Task directions:
Convert every line of the material below into a Markdown table with the columns No. and Entry. Number the rows in order and omit any blank lines.
::: Material for this exercise
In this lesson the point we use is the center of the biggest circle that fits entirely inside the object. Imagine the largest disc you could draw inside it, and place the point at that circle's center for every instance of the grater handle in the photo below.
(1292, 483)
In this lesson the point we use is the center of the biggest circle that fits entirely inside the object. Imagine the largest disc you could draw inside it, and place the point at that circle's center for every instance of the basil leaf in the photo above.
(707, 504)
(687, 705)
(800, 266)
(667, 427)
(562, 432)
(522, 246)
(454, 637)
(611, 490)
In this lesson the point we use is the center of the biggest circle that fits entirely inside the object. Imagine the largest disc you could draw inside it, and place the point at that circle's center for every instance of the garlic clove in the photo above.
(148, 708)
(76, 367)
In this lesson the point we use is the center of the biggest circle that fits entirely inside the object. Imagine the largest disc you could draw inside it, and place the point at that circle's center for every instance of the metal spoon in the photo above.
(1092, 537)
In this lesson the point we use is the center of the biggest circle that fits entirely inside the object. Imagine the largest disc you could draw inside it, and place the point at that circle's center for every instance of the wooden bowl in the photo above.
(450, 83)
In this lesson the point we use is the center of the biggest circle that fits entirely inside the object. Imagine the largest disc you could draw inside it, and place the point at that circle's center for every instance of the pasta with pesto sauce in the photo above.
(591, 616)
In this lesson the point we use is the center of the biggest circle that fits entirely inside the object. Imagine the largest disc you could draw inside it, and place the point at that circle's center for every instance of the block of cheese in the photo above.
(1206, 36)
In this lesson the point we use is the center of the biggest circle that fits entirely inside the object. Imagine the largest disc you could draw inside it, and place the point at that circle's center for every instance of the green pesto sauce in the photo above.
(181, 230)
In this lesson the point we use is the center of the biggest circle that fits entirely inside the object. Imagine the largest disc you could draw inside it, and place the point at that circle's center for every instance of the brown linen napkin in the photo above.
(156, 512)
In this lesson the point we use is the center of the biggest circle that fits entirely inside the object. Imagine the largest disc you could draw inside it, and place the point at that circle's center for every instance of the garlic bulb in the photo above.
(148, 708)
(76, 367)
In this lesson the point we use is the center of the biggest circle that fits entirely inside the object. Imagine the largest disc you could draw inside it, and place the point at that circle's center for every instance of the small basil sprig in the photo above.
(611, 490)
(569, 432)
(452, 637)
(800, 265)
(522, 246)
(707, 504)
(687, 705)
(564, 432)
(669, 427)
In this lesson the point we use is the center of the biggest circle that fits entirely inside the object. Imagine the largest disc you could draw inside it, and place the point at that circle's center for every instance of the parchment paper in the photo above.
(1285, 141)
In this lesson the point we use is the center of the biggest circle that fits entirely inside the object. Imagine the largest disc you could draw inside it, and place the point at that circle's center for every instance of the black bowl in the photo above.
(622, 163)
::::::
Task answer:
| No. | Entry |
|---|---|
| 1 | In this lesson the point we use is the center of the biggest circle that fits entirely inside the object. Imagine the largest disc you could draw inside it, and place the point at that circle's center for every instance of the grater handle in the photo below. |
| 2 | (1292, 483) |
| 3 | In this lesson the point we use is the center of the biggest circle that fits entirely inside the object. Imagine the largest disc you could draw inside it, and place the point at that circle's center for every instance of the basil leaf in the photo above. |
| 4 | (707, 504) |
| 5 | (687, 705) |
| 6 | (800, 266) |
| 7 | (667, 427) |
| 8 | (562, 432) |
| 9 | (522, 246) |
| 10 | (454, 637) |
| 11 | (611, 490) |
| 12 | In this lesson the point we use is the center of the biggest circle that fits entirely inside the object. Imagine the largest disc you could draw inside it, and place the point at that circle's center for every instance of the garlic clove in the photo above. |
| 13 | (148, 708) |
| 14 | (76, 367) |
| 15 | In this lesson the point we use is the center of the biggest circle that fits entirely inside the object. Imagine the largest disc you could draw inside it, and place the point at that circle's center for every instance of the metal spoon in the photo above. |
| 16 | (1092, 537) |
| 17 | In this lesson the point we use is the center of the biggest circle that fits entirely inside the object. Imagine the largest disc you could draw inside it, and place the point at that circle's center for every instance of the wooden bowl in the photo above. |
| 18 | (450, 83) |
| 19 | In this lesson the point we use is the center of the biggest circle that fits entirely inside the object. Imagine the largest disc you could draw inside it, and place the point at that circle's center for every instance of the pasta with pesto sauce in the photo above. |
| 20 | (591, 616) |
| 21 | In this lesson the point we use is the center of the biggest circle that fits entirely inside the object. Imagine the largest disc you could draw inside it, and place the point at that circle's center for every instance of the block of cheese in the photo above. |
| 22 | (1206, 36) |
| 23 | In this lesson the point we use is the center of the biggest circle that fits entirely inside the object. Imagine the largest disc you could draw inside it, and place the point at that circle's center for every instance of the green pesto sauce in the photo above. |
| 24 | (181, 230) |
| 25 | In this lesson the point we use is the center of the biggest circle that fits entirely inside the object. Imagine the largest disc you could draw inside it, and place the point at that circle's center for every instance of the brown linen napkin in the photo above. |
| 26 | (156, 512) |
| 27 | In this lesson the point we use is the center of the biggest circle that fits entirely inside the object. Imagine the largest disc you could draw inside it, and place the point at that circle's center for every instance of the garlic bulb in the photo above. |
| 28 | (148, 708) |
| 29 | (76, 367) |
| 30 | In this lesson the point we use is the center of the biggest circle that fits entirely inside the object. Imagine the largest disc you could draw inside it, and place the point at that circle's center for every instance of the small basil sprig in the photo above. |
| 31 | (611, 490) |
| 32 | (569, 432) |
| 33 | (452, 637) |
| 34 | (800, 265) |
| 35 | (522, 246) |
| 36 | (707, 504) |
| 37 | (687, 705) |
| 38 | (564, 432) |
| 39 | (669, 427) |
| 40 | In this lesson the point we use is the center of the biggest circle that fits entirely inside the object. Imagine the largest disc you could draw inside it, and place the point at that circle's center for every instance of the parchment paper in the photo above. |
| 41 | (1285, 141) |
| 42 | In this lesson the point we use is the center of the biggest circle that fits entirely inside the object. Imagine the largest disc you could draw inside it, and place the point at that circle's center for every instance of the black bowl in the photo above. |
| 43 | (622, 163) |